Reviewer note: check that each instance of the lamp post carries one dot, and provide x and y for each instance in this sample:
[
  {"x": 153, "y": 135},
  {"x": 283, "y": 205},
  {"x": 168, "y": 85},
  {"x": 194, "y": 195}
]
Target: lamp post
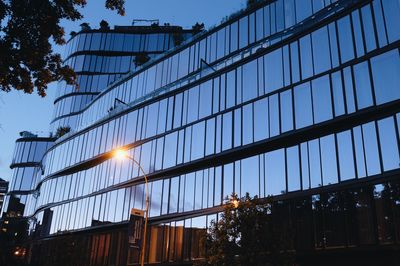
[{"x": 123, "y": 154}]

What is being asked: Each line above should be output exactly, apart from the pictures.

Exercise result:
Reviewer note: check that each instance of the lamp post carries one dot, and provide x and y for each instance in this sample:
[
  {"x": 153, "y": 135},
  {"x": 283, "y": 205},
  {"x": 168, "y": 85},
  {"x": 194, "y": 195}
]
Target: lamp post
[{"x": 123, "y": 154}]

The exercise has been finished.